▶ _WHAT IS REQUIRED_: Reproduce the material below with "innermost point" swapped for "central point" wherever it occurs, keeping everything else identical. Leave the pictures out of your version.

▶ _DATA ENTRIES_:

******

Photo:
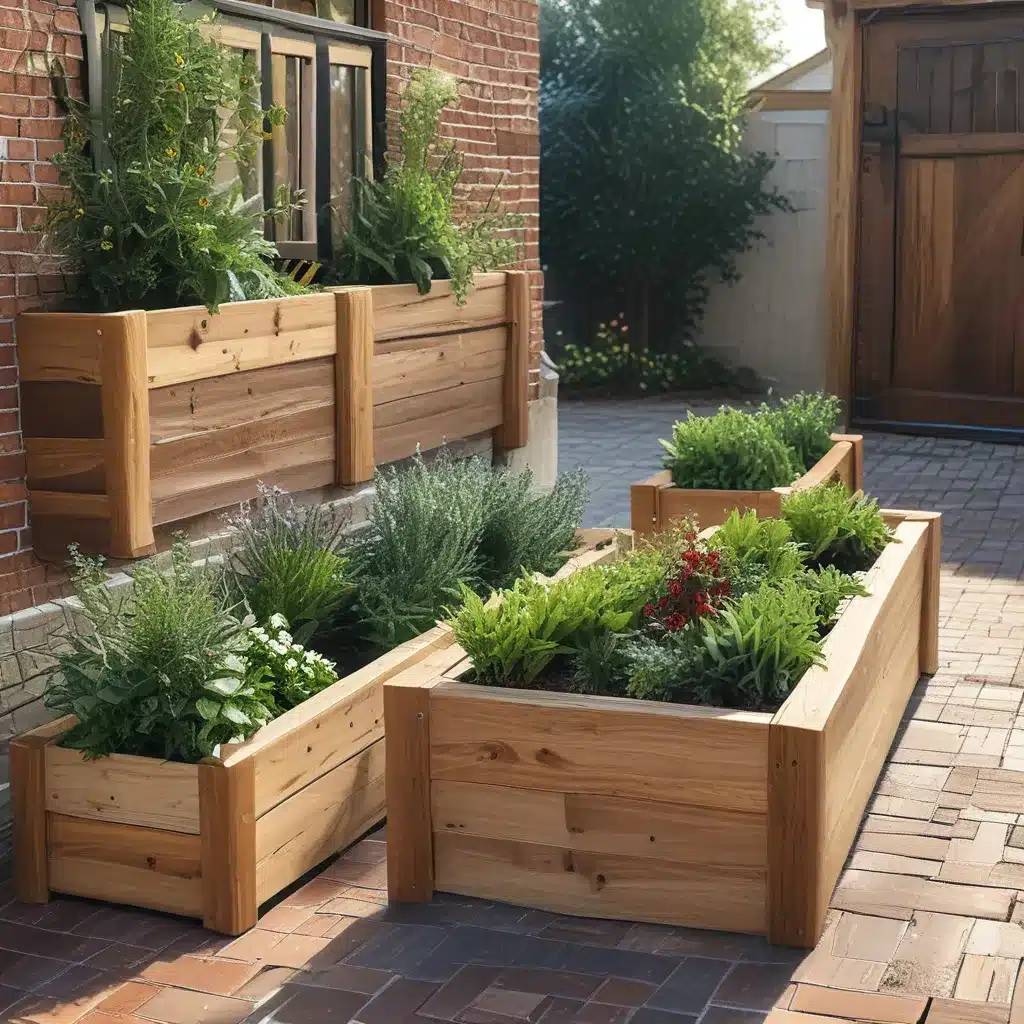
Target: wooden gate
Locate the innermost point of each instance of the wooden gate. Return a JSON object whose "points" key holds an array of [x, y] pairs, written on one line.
{"points": [[940, 296]]}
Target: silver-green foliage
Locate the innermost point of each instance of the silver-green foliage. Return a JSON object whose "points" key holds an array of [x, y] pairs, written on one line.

******

▶ _REPLY_:
Photo:
Target: wooden gate
Locate the central point of each instance of the wooden gate. Return a JSON object whose "points" key holds an array of [x, y] pairs, written on one line.
{"points": [[940, 296]]}
Target: silver-green foliage
Locate the central point of each instance of the silver-green foliage. Return a JSON object whose "points" key holds an array of [x, y] pairs, written on one line.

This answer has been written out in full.